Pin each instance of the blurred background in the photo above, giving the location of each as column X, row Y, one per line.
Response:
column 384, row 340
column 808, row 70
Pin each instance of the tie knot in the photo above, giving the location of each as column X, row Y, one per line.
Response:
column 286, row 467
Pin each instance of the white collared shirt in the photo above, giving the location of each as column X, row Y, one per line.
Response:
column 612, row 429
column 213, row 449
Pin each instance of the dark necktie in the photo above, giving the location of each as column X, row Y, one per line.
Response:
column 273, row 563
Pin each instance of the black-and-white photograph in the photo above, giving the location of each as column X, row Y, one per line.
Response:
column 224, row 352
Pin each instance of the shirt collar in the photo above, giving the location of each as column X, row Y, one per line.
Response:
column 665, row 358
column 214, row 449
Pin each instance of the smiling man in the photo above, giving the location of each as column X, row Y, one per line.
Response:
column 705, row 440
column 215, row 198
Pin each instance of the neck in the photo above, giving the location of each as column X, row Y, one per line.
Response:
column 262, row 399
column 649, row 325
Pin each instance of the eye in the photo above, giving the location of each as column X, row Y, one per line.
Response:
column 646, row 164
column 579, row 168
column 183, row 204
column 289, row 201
++++++
• _Work instruction_: All of the material is to be duplicated exactly.

• _Result of the task_:
Pin each instance of the blurred background in the photo above, giving the location of each as column X, row Y, one per line.
Response:
column 384, row 340
column 808, row 70
Pin each instance of the tie knot in the photo above, giving the location of each as column X, row Y, one per line.
Response:
column 286, row 467
Pin each instance of the white collared shirt in the photo above, giving the location of each as column X, row Y, one per line.
Response:
column 612, row 429
column 213, row 449
Pin each instance of the dark necktie in the photo above, giving the location of each as column X, row Y, one per line.
Response:
column 273, row 563
Pin each instance of the black-and-white photograph in the photo above, giving the location of each as column X, row Y, one per line.
Response:
column 224, row 352
Pin each instance of the shirt collar in the photo above, giving the location of each as column X, row Y, one per line.
Response:
column 665, row 358
column 214, row 449
Pin each instance of the smiling man in the photo above, giving the location of each as column X, row Y, one per line.
Response:
column 705, row 440
column 215, row 198
Pin each instance of the neck in the photo above, giving the location of each as column X, row Y, one per line.
Response:
column 262, row 399
column 649, row 325
Pin each instance of the eye in the photo above, giving the location of each as column X, row Y, one per line.
Response:
column 646, row 164
column 579, row 168
column 183, row 204
column 289, row 201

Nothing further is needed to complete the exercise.